Document text:
[Start]

A Hong Kong blog that does a lot more than blog
Now I’m going to start you off with a doozy. I hope you’re sitting down for this!
Pilgrims didn’t wear buckled hats!
I know. I know. This must hurt. I must admit that in doing my research for this blog, when I saw this fact about pilgrims not wearing buckled hats, it stung. It’s still stinging. But the truth is that buckles didn’t become fashionable until later in the 17th century. And to top it off, they hardly wore black and white, because black fabric was extremely expensive at that time.
Ok, the hard news it over. I wanted to get that out of the way first thing. Let’s continue!
Do you know who Sarah Josepha Hale is?
Neither did I!
She was a magazine editor who spent 17 years of her life campaigning for Thanksgiving to be a nationally recognized holiday. She wrote letters to at least five presidents including Zachary Taylor, Millard Fillmore, Franklin Pierce, James Buchanan and Abraham Lincoln.
Finally Lincoln made it a national holiday in 1863. If only Millard Fillmore had done it, maybe I would have known his name too.

[End]

Problems:
- 1) Does each statement agree with the Thanksgiving blog post? Answer yes or no, and quote the words that decide it. (a) Buckles became fashionable later in the 17th century. (b) Sarah Josepha Hale wrote letters to at least ten presidents. (c) Lincoln made Thanksgiving a national holiday in 1863.
- 2) From the Thanksgiving blog post, set down the passage that begins at the words "I know. I know." and ends after "at that time.".
The listing has nothing to do with the Thanksgiving blog post.

Given information:
[Start]

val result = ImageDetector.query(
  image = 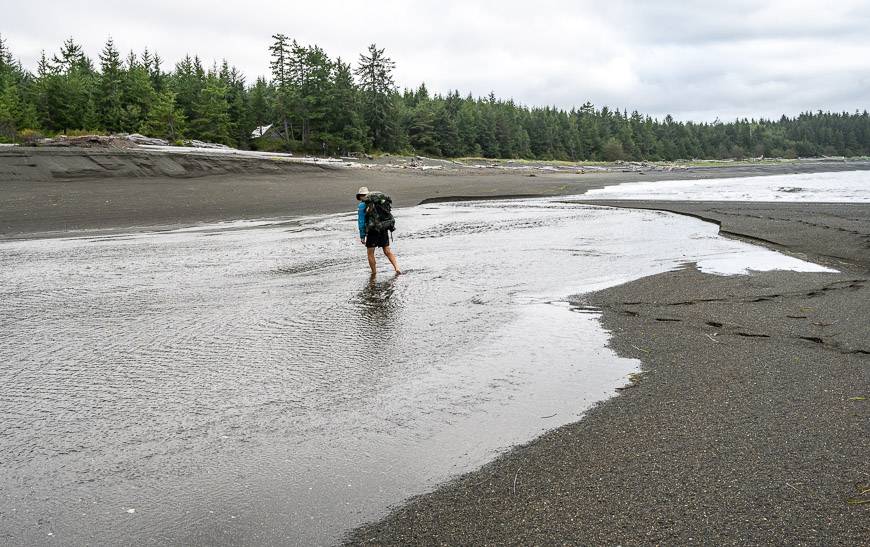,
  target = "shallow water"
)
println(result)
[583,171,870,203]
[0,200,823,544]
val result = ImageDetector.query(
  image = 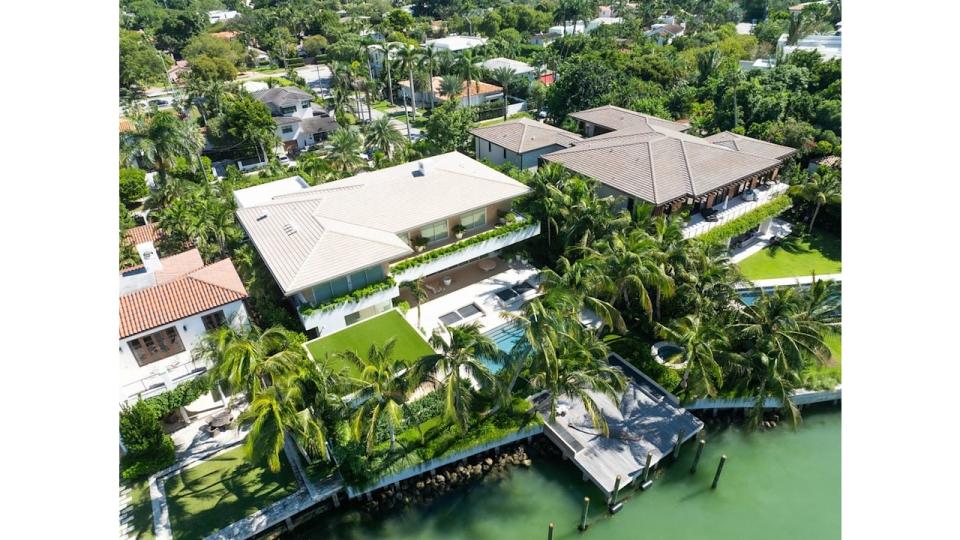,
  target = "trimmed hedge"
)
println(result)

[End]
[Start]

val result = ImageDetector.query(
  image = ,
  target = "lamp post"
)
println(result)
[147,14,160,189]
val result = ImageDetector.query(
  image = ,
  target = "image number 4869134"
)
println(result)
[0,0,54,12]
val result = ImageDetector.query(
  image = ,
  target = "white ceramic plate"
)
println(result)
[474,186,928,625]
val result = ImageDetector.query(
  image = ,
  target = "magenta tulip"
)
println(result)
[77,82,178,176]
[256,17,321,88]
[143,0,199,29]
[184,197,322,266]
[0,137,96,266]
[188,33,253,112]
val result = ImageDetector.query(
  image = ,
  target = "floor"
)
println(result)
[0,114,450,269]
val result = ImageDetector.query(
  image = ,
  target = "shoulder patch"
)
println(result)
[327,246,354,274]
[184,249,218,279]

[End]

Solved problems:
- 1)
(a) Yes: "buckles didn’t become fashionable until later in the 17th century"
(b) No: "She wrote letters to at least five presidents"
(c) Yes: "Finally Lincoln made it a national holiday in 1863."

- 2)
I know. I know. This must hurt. I must admit that in doing my research for this blog, when I saw this fact about pilgrims not wearing buckled hats, it stung. It’s still stinging. But the truth is that buckles didn’t become fashionable until later in the 17th century. And to top it off, they hardly wore black and white, because black fabric was extremely expensive at that time.